Data items
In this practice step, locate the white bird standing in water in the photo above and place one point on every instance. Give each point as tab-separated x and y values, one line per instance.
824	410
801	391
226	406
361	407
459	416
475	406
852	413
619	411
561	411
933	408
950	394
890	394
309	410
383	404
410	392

Problem details –
The answer should contain every line of the data, unchanged.

Answer below –
In this practice step, locate the white bird standing in water in the photo above and place one point on every instance. Give each point as tab-separated x and y values, one line per instance.
824	410
801	391
226	406
361	407
459	416
475	406
852	413
619	411
561	411
933	408
950	394
890	394
309	410
383	404
410	392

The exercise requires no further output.